-- Start of PROVIDED DATA --

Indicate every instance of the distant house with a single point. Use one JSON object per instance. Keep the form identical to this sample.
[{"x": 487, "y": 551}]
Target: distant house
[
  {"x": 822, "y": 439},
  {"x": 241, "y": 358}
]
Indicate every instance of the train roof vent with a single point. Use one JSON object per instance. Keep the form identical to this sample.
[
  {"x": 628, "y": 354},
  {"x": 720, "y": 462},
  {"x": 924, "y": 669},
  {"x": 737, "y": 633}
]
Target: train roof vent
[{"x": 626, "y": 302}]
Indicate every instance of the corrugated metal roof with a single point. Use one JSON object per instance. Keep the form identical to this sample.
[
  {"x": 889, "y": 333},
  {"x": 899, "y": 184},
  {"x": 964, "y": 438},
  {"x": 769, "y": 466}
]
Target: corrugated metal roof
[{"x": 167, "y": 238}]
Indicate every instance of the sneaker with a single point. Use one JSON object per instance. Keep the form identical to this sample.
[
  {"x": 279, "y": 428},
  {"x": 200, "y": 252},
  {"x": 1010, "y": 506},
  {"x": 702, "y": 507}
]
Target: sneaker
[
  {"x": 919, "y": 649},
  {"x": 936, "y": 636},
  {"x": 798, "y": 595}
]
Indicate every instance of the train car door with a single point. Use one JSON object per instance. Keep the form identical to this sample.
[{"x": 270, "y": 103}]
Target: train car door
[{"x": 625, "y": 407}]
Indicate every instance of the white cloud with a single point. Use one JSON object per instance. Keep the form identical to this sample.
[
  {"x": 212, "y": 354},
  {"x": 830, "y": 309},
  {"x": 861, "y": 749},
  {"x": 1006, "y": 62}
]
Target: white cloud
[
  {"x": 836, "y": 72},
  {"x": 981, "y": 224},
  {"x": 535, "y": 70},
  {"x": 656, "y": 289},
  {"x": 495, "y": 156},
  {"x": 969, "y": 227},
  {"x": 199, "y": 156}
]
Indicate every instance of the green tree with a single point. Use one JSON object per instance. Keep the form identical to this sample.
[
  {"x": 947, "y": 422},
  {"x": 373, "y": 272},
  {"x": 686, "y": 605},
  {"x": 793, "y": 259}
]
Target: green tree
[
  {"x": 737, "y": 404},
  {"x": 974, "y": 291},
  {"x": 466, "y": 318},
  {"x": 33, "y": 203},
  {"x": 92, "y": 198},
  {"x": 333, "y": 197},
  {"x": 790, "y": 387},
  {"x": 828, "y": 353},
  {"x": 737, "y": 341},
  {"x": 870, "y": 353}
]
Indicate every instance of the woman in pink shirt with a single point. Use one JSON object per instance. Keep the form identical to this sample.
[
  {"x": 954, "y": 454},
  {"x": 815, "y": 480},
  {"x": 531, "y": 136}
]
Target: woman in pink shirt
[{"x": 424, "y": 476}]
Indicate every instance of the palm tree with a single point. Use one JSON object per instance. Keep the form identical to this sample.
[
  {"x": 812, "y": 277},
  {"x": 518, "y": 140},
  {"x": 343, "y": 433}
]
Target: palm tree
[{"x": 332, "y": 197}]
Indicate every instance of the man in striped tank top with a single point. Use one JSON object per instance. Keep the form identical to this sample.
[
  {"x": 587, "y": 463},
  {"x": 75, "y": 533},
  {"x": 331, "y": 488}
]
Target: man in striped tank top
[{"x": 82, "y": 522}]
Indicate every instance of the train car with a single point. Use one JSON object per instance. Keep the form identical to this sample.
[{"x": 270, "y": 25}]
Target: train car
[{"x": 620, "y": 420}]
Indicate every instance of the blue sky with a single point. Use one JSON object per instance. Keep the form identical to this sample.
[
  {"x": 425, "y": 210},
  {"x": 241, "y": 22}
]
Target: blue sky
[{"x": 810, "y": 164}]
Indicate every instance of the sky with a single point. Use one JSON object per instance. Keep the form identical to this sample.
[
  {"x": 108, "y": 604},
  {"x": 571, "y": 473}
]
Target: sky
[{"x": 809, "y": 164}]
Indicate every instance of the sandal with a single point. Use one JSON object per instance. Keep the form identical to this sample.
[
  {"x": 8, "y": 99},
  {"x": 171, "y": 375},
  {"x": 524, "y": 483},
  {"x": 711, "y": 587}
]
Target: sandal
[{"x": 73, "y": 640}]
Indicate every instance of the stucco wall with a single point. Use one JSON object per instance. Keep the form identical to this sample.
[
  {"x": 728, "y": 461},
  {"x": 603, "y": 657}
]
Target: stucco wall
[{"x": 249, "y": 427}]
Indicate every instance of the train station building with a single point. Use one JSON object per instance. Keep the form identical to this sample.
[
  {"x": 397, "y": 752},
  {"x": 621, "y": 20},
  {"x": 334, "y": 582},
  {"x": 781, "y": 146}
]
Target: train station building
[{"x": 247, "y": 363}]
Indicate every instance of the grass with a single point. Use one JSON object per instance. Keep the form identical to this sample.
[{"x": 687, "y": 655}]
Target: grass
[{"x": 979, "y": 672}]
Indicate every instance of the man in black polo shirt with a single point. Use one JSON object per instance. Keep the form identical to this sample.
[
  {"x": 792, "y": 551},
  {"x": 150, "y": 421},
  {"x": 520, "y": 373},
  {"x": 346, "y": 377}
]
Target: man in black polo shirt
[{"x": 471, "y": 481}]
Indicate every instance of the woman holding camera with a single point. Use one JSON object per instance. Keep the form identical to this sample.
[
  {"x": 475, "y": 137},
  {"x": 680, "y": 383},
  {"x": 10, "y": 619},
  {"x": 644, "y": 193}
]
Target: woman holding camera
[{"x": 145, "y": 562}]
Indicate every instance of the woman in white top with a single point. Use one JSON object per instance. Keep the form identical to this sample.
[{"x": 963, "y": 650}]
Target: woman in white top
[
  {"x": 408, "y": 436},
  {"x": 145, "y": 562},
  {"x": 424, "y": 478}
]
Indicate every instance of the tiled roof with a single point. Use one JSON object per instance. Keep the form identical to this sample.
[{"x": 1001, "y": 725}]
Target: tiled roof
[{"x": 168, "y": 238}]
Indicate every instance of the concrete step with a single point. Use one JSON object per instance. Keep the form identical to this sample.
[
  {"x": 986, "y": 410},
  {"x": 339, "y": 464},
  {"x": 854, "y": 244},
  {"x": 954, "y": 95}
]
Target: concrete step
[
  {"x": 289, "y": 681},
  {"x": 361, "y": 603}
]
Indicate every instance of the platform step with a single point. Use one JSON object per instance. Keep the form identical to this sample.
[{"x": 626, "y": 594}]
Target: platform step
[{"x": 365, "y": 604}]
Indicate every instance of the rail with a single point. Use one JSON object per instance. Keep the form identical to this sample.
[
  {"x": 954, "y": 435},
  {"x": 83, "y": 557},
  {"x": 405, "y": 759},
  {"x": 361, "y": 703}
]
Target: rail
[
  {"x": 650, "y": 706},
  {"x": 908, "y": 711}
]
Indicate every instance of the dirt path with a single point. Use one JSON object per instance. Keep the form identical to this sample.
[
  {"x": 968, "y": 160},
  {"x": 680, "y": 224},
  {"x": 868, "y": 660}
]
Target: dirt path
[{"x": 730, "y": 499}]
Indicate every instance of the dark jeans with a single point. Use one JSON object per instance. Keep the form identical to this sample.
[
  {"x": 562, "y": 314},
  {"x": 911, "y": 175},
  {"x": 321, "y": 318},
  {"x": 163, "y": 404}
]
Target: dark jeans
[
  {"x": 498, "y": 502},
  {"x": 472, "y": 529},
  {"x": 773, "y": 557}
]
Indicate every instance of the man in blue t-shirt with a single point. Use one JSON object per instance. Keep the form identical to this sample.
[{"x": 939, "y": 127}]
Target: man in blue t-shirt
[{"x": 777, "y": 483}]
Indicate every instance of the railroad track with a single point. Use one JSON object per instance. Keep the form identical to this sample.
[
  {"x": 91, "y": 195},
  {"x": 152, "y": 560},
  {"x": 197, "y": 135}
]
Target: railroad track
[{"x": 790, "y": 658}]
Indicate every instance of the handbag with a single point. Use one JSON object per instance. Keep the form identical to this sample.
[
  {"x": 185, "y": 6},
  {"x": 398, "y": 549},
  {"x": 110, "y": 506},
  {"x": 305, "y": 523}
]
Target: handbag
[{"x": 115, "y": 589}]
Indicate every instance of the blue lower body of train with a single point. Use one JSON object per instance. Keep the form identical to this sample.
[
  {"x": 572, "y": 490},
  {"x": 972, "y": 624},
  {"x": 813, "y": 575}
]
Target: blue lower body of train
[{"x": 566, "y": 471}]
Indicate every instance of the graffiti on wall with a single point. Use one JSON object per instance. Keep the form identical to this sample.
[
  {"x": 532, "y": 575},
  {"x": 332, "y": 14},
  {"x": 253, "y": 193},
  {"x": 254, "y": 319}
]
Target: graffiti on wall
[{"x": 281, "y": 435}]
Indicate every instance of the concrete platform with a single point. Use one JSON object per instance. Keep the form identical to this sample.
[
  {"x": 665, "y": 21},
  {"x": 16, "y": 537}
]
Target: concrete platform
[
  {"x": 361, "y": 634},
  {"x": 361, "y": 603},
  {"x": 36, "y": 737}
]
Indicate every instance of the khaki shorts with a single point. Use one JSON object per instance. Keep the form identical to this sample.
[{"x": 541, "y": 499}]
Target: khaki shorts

-- End of PROVIDED DATA --

Change "train roof vent" to "roof vent" in the lines from the one containing "Indicate every instance of the train roof" through the one containing "Target: train roof vent", and reproduce only those lines with nothing else altered.

● THE ANSWER:
Indicate every instance of the roof vent with a single point. Use one JSON object per instance. Keep the form identical to this sample.
[
  {"x": 628, "y": 354},
  {"x": 720, "y": 462},
  {"x": 924, "y": 669},
  {"x": 737, "y": 633}
]
Target: roof vent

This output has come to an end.